Did your razor sharp wit cut the mustard?

EARLIER THIS WEEK, Ireland and Leinster star Sean O’Brien spoke about how much more professional his attitude has become over the past few seasons.

O’Brien said that he’s changed his relaxed outlook on training in recent seasons, and has had to cut back on the number of visits home to Tullow to help out on the farm.

As Patrick Heavey pointed out, the O’Brien family have had to invest in help.

“Sean O’Brien’s father recently said, with the increased time Sean spends away from the farm they are now seriously considering buying a tractor.”

In a matter of weeks this summer, Roscommon went from Connacht title contenders to planning their summer holidays, and after a year of such hype surrounding the Division 2 champions, there was bound to be a big fallout after their defeat to Fermanagh.

Last week it was announced that manager John Evans would not be seeking a fourth year in charge of the side, after feeling he did not have the support of all in the county.

Speaking to 2fm’s Game On this week, John Evans said that “there was an active canvass then to remove John Evans”, as manager, adding that the politics involved was too much to bear.

Entries:
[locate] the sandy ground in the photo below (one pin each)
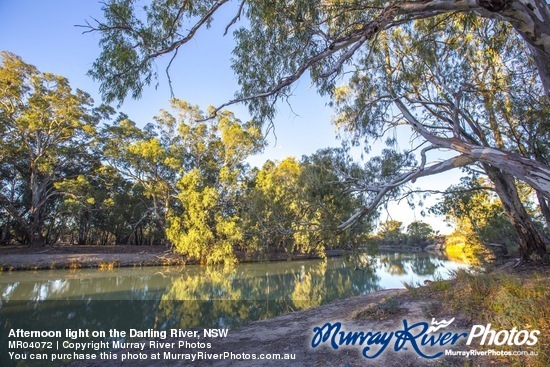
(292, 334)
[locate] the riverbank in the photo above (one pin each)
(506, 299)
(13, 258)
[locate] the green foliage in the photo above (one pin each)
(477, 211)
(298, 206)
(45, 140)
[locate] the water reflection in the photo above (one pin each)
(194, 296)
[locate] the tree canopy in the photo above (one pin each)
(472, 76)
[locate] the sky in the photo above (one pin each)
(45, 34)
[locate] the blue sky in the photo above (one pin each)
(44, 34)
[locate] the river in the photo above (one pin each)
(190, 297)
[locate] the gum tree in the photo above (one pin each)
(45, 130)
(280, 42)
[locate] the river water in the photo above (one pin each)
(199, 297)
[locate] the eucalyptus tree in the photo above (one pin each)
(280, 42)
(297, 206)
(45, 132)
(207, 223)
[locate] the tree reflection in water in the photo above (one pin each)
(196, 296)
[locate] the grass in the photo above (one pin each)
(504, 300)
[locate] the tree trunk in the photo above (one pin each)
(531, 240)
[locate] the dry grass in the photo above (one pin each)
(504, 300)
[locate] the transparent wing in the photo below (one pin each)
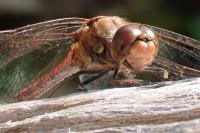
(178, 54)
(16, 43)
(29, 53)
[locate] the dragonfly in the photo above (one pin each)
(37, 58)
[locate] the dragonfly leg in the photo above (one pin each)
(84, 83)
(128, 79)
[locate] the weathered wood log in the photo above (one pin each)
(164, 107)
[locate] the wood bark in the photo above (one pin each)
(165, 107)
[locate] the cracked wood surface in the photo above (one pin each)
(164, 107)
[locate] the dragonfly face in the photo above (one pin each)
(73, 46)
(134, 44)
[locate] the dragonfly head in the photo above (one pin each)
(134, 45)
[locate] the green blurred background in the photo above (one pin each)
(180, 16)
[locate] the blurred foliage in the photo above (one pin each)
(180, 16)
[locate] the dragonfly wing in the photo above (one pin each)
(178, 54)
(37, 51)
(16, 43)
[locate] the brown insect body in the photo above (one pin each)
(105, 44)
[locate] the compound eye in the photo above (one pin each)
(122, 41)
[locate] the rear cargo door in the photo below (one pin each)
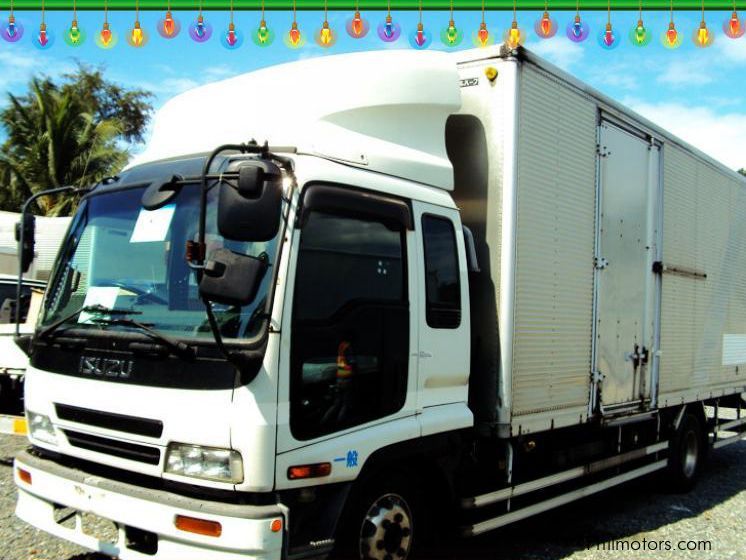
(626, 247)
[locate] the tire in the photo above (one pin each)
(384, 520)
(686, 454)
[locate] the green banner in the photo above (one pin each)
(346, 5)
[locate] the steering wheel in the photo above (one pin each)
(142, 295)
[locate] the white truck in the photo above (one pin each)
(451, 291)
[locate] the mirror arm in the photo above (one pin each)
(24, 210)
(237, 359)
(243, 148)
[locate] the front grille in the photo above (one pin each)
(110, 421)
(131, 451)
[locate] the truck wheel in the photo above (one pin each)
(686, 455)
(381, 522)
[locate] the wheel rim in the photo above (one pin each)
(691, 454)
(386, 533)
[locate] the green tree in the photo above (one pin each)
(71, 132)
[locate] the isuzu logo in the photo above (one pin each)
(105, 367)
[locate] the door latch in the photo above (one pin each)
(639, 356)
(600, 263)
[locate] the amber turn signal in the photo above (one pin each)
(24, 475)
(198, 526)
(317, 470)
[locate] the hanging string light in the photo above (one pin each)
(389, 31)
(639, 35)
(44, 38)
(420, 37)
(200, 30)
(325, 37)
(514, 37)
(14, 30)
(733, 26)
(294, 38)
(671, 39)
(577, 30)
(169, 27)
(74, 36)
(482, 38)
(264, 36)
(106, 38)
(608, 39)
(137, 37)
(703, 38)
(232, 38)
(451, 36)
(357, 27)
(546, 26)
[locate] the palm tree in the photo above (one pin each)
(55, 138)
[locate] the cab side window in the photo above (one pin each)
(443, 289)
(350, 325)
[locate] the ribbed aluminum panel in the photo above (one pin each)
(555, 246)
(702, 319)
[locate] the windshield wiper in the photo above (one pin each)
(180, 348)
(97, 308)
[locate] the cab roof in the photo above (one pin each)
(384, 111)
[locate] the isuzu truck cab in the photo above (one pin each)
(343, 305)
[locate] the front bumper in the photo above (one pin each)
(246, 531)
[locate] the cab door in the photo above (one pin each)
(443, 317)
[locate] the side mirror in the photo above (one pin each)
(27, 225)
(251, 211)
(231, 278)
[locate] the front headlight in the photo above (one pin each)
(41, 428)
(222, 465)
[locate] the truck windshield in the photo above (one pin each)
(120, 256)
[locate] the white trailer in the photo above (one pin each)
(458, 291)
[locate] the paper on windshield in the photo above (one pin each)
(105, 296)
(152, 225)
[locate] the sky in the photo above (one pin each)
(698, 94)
---
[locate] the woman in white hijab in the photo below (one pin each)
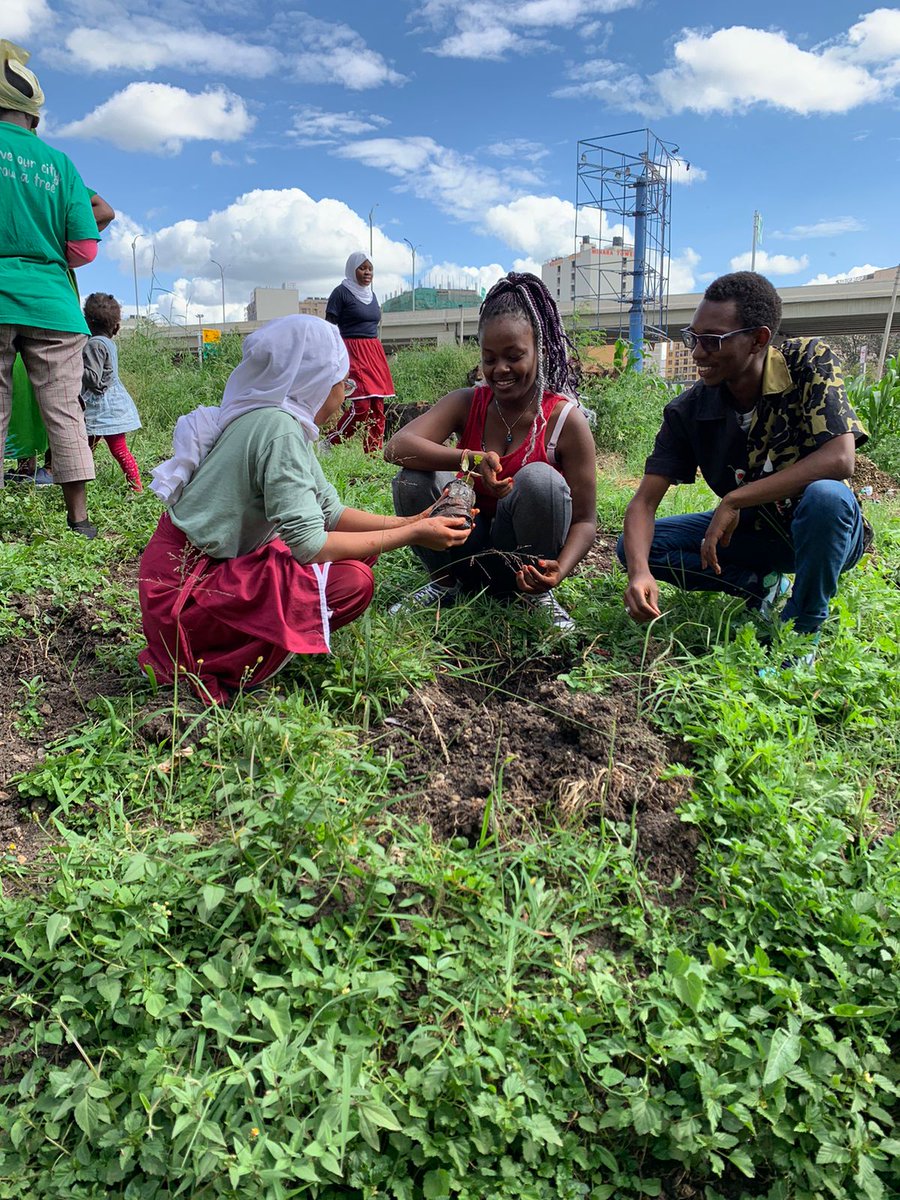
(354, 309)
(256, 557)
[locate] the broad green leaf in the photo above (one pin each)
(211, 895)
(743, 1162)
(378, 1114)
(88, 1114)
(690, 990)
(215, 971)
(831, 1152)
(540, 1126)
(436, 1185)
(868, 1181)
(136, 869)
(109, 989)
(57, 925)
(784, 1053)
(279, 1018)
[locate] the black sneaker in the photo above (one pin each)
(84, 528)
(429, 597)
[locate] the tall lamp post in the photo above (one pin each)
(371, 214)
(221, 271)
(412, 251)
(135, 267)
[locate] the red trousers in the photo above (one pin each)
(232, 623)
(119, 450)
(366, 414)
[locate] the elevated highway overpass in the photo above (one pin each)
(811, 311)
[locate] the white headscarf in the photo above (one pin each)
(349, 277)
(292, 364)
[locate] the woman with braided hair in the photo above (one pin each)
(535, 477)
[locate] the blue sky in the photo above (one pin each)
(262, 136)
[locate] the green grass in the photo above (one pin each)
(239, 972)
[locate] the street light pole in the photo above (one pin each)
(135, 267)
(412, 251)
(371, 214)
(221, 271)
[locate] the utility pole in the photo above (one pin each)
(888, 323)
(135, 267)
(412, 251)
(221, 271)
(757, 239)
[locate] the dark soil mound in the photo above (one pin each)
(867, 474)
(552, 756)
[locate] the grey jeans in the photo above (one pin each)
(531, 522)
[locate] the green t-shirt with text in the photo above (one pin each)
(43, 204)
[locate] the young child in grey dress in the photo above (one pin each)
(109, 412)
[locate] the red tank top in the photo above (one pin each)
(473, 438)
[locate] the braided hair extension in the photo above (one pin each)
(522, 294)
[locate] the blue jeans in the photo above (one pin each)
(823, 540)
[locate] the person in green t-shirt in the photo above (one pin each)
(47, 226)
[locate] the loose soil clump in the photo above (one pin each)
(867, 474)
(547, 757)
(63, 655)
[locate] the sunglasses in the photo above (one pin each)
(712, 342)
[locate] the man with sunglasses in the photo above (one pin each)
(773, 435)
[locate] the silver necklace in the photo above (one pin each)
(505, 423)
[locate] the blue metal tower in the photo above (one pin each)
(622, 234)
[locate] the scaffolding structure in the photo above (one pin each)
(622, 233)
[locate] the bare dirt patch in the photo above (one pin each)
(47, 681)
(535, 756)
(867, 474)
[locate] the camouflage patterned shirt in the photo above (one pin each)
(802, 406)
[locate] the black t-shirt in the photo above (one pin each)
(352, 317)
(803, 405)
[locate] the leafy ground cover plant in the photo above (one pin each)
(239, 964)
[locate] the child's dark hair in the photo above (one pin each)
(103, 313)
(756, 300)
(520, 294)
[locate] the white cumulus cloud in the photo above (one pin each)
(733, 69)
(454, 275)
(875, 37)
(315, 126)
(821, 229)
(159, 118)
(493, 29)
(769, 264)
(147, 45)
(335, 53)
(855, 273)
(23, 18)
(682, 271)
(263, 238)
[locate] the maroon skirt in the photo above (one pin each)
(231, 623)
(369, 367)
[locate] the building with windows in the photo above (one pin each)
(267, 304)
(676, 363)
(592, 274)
---
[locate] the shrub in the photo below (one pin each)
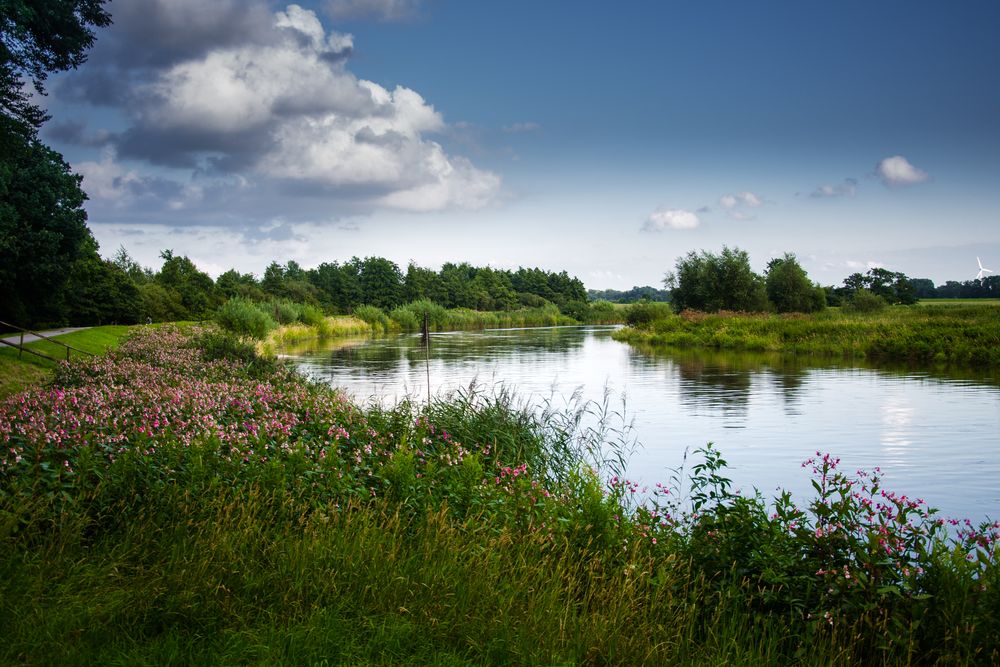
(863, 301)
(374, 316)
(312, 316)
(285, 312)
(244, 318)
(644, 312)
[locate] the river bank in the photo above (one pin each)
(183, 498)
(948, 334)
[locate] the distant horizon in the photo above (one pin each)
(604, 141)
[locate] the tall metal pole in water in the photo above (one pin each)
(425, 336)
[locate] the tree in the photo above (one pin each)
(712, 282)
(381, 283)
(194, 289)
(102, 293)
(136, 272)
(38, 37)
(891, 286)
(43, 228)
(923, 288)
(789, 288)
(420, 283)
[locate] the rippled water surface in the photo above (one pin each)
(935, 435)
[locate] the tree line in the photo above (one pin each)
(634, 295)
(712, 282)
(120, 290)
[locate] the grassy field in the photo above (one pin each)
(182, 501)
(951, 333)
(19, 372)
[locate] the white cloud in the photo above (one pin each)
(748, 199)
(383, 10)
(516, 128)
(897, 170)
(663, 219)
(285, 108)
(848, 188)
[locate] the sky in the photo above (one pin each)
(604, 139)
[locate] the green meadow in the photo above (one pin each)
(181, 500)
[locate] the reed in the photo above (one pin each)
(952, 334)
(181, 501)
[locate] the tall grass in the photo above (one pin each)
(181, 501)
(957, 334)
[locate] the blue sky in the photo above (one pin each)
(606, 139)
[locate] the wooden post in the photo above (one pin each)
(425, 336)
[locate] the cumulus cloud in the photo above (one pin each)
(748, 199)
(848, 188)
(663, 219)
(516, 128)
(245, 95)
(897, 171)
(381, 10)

Tasks:
#1 According to the sports text, what has Sean O'Brien had to cut back on?
#2 Write out the sports text between "EARLIER THIS WEEK, Ireland" and "on the farm.", inclusive.

Written responses:
#1 The number of visits home to Tullow to help out on the farm.

#2
EARLIER THIS WEEK, Ireland and Leinster star Sean O’Brien spoke about how much more professional his attitude has become over the past few seasons.

O’Brien said that he’s changed his relaxed outlook on training in recent seasons, and has had to cut back on the number of visits home to Tullow to help out on the farm.